Reproduce the listing below word for word, from the line that has "Label check: the above image was tagged as containing the number" through the line that has "192;87;321;94", including both of those lines. Leave out the pictures.

**** Stored data

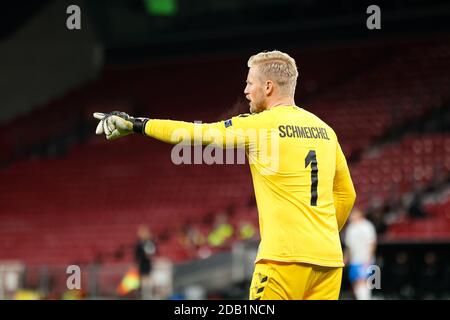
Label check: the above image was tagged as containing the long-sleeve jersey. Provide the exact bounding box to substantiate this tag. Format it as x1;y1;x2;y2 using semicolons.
145;106;356;267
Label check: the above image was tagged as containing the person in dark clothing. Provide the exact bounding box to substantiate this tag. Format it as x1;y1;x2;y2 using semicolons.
134;225;156;300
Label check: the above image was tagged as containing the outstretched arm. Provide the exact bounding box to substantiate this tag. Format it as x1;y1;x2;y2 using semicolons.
94;111;258;147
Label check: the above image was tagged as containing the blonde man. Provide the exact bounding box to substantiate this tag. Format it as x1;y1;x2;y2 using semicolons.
94;51;356;300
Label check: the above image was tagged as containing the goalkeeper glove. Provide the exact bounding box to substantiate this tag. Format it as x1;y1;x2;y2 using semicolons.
94;111;148;140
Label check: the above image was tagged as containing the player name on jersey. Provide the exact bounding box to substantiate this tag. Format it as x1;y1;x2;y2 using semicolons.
278;125;330;140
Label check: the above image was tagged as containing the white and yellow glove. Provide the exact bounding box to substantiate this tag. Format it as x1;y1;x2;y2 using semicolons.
94;111;148;140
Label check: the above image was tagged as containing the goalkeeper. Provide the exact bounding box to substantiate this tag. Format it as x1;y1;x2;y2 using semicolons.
94;51;356;300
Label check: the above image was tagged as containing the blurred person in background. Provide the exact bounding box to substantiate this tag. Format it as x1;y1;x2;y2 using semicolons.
207;212;234;248
344;208;377;300
134;225;156;300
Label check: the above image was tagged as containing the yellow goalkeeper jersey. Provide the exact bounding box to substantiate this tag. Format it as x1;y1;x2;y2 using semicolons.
145;106;355;267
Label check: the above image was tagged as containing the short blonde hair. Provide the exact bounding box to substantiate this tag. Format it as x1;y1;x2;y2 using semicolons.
247;50;298;96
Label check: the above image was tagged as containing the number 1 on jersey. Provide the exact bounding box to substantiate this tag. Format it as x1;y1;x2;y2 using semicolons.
305;150;319;207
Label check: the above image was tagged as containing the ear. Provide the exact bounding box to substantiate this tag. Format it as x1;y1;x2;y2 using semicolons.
264;80;274;96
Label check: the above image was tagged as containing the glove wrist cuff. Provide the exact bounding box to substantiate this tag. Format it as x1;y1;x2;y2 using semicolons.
133;118;149;135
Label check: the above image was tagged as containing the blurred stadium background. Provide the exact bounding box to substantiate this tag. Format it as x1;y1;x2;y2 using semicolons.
0;0;450;299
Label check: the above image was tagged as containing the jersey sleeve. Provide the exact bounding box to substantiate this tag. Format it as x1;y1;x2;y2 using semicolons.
333;142;356;231
145;114;263;148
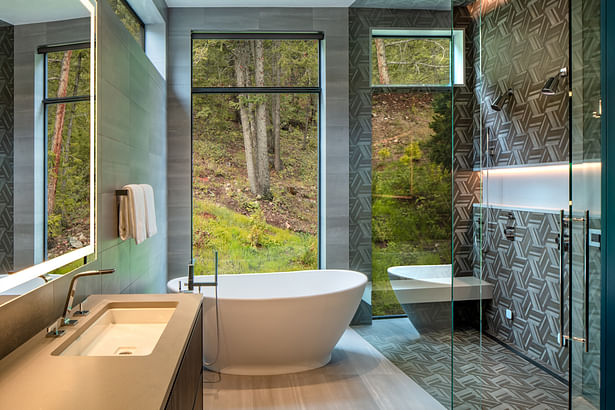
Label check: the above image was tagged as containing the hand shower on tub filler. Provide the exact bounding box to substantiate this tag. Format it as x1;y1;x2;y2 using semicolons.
179;251;218;294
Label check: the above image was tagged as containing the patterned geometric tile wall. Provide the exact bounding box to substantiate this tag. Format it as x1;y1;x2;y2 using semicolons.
348;8;451;324
350;0;472;10
474;207;568;377
571;0;601;160
349;8;478;323
0;24;14;273
453;7;480;276
472;0;569;166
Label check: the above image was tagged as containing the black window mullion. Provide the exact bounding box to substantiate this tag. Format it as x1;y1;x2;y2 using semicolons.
36;41;90;54
192;32;325;40
43;95;90;104
192;87;321;94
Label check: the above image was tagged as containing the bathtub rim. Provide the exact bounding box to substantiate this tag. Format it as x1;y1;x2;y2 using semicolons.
167;269;369;302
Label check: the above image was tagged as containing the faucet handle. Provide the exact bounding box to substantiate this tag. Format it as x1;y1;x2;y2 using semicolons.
47;318;65;337
73;301;90;316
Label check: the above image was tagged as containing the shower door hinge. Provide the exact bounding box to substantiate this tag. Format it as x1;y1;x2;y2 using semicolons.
592;98;602;118
557;334;586;346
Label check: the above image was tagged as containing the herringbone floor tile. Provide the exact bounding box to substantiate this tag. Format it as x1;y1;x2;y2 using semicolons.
354;318;568;410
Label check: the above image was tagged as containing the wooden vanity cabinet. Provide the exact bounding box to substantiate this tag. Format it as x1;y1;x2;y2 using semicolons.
165;305;203;410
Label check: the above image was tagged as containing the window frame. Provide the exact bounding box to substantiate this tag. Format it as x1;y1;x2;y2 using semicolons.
37;42;94;261
190;31;325;269
369;28;466;89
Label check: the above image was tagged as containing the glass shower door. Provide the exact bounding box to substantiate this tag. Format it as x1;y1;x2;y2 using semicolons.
566;0;602;409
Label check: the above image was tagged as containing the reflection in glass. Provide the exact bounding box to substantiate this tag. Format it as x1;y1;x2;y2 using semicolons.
46;49;90;98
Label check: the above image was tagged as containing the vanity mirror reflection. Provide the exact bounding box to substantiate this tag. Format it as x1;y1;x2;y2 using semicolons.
0;0;96;298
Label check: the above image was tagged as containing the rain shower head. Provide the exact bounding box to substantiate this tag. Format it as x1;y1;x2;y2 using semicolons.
541;68;568;95
491;88;514;111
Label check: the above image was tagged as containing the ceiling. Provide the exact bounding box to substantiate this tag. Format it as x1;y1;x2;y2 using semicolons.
0;0;469;24
166;0;470;10
0;0;90;25
166;0;354;7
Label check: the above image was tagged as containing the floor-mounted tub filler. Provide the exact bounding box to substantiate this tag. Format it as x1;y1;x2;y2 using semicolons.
167;270;367;375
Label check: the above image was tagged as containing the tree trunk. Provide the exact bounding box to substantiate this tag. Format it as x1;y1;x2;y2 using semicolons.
234;45;258;195
272;46;282;171
47;50;73;214
374;38;390;84
303;95;312;149
62;53;83;189
254;40;270;197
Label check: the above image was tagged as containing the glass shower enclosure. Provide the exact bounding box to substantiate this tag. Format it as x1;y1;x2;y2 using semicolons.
466;0;602;409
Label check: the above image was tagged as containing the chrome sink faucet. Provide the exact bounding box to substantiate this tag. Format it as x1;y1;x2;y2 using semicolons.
47;269;115;337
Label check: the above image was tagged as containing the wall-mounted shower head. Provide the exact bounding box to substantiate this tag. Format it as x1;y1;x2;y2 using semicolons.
491;88;514;111
541;68;568;95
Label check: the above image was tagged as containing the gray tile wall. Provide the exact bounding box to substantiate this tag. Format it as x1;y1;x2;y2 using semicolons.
167;8;349;278
0;22;15;272
0;1;167;358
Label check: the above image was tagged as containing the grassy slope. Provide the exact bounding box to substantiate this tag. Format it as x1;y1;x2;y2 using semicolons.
193;95;318;274
372;94;450;316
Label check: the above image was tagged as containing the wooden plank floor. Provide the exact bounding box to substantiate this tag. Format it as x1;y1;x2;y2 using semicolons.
203;329;444;410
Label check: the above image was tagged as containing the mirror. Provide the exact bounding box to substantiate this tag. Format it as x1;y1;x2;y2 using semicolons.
0;0;96;295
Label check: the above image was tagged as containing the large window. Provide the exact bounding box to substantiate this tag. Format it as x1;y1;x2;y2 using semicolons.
192;33;321;274
109;0;145;50
39;43;90;259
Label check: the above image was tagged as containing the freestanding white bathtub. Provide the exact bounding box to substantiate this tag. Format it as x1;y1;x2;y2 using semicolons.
387;264;493;333
167;270;367;375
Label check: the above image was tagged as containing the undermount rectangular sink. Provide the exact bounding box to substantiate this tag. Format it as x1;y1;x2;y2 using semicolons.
59;304;175;356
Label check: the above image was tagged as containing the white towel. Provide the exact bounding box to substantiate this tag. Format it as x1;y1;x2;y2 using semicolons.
119;184;147;245
140;184;158;238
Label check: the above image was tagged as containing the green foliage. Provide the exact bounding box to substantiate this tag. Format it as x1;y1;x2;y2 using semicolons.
372;38;450;85
192;39;319;87
422;93;453;170
378;148;391;161
108;0;145;47
250;208;267;248
47;50;90;258
372;96;452;315
193;200;317;275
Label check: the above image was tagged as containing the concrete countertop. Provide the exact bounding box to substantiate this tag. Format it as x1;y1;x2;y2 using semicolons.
0;294;202;410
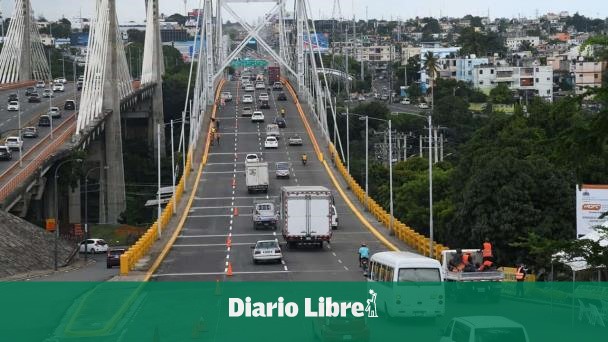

********

**Task solution**:
Label check: the above image was tagged as containing the number 1 on jersey. Provide the exact bounding box to substantiate this tag. Format it as x1;y1;x2;y2 using semicolons.
305;150;319;207
Label check: the above image was tagged as containing the ear. Provide the exact bounding box to substantiate this tag. Format it as x1;y1;x2;y2 using semicolons.
264;80;274;96
Label check: the above image was tagged as containing the glove wrist cuff. Provide the exact bounding box to substantiate this tag. Format it as x1;y1;x2;y2 using semicolons.
133;118;149;135
Label check: the above image was tagged as containing the blurred stadium background. Provide the exact bounding box to substantiate this tag. Format it as x1;y1;x2;y2 using semicolons.
0;0;450;299
Label check: the above image was tagged as containing the jersey sleeve. Provide the exact bounding box to substantiate this tag. Format it as x1;y1;x2;y2 using semicolons.
333;142;356;231
145;114;263;148
Label check: the above image was tagged as containing the hand shower on tub filler. Provide the exact bounding box to substantiate this tag. Format it as x1;y1;x2;y2 using semicolons.
179;251;218;294
Label check: the above image was tagged as containing the patterned geometric tile wall. Provide the exact bounding box to substantiate this tag. Format it as x1;y1;x2;y2 using semicolons.
348;8;451;324
350;0;472;10
474;207;568;377
571;0;601;160
349;8;478;323
0;24;14;273
453;7;480;276
472;0;569;166
Label check: the above image was tagged as containing the black window mullion. Provide the exact bounding box to substantiate this tag. Format it as x1;y1;x2;y2 using semicolons.
36;41;90;54
192;32;325;40
43;95;90;104
192;87;321;94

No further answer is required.